◆ Your objective ◆
In the blog post below about a business trip to Lagos, what drink did the Kenya Airways steward recommend for an upset stomach?

◆ Provided text ◆
——

Sunday, March 25, 2012

Of food poisoning, electrcitiy and bribery.

Last week, I had the disputable pleasure of trekking to Lagos for business and everything was going swimmingly until I ventured to the buffet bar at the Protea Hotel for lunch.  One, quite wrongly and naively, assumed that a budding 5* hotel would know a thing or two about food hygiene.  Well, one would be sorely mistaken.

I had been back at my desk a mere 2 hours and it started: cramps, vomiting and more from the other end.  I was struck down and honestly, if that is food poisoning, then every dose I've had hitherto, was a pale imitation.  I even had to ask the driver to stop on the back streets after work to throw up behind a lamppost.  Thank God it was dark and no-one paid any attention to the stupid white man wrenching his guts to rid him of the bloody bug.  Shame on you Protea.

Anyway, then I had the delight of the journey home to Nairobi the next morning.  But as soon as I boarded, I headed to my seat and made positive eye contact and small talk with Charles a rather handsome Kenya Airways steward.  He looked after me all the way home.  He brought me extra bread, recommended soda water to calm my stomach and even offered me antacid tablets.  He was of Singapore Airlines standard - with no doubt.  He helped make my journey home bearable.  Well done KQ.

*     *     *

Well, I think I just complimented the airline too quickly - I've just tried to do an online compliment for Charles - and Kenya Airways doesn't have a "compliment" form only a "complaint" one - that is quite telling I suppose - and when I try to use that instead for my compliment, the page doesn't recognise my Kenya mobile number.  Sigh - I give up.  Charles will have to read my blog to get his now rather tardy compliment.

——

Data records
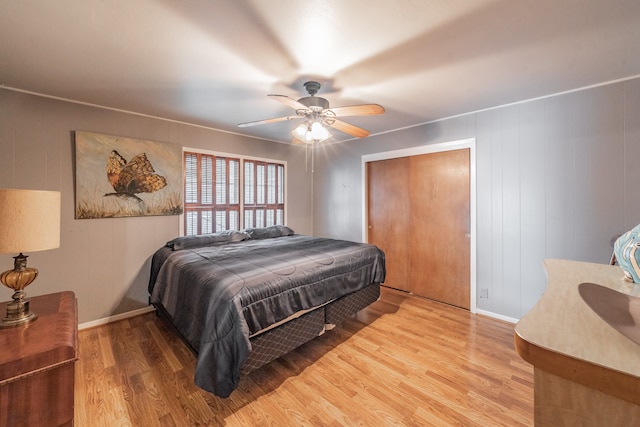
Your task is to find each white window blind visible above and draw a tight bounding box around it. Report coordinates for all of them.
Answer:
[184,151,285,235]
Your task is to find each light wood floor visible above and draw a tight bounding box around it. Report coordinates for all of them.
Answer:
[75,288,533,427]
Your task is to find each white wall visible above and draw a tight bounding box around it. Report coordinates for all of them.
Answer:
[313,79,640,318]
[0,89,311,323]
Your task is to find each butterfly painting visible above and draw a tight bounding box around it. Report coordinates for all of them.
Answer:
[104,150,167,202]
[75,131,183,219]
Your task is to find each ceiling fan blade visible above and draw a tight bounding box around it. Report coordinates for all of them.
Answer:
[238,116,300,128]
[329,119,371,138]
[330,104,384,117]
[267,94,310,111]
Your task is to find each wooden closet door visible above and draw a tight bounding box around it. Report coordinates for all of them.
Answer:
[409,149,470,309]
[367,157,411,292]
[367,149,470,309]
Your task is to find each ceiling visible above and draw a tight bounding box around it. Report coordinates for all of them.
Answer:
[0,0,640,143]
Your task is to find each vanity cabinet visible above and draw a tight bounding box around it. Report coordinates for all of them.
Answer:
[0,292,78,427]
[515,260,640,427]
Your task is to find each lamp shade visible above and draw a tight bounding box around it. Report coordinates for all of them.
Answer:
[0,189,60,254]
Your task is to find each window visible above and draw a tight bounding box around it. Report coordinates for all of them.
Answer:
[184,151,285,236]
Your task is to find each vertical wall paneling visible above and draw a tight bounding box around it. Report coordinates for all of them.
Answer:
[314,79,640,319]
[514,100,546,317]
[618,79,640,232]
[501,106,523,317]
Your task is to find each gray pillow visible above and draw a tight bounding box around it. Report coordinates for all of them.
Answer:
[165,230,250,251]
[243,225,295,240]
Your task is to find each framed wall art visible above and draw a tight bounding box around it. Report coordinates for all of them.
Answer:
[75,131,183,219]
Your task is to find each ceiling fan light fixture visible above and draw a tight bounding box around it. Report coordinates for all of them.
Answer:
[291,122,332,144]
[311,122,331,141]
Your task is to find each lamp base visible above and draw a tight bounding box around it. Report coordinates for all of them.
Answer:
[0,298,38,328]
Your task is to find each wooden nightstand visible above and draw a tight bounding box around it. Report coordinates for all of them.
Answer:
[0,292,78,427]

——

◆ Exercise result ◆
Soda water.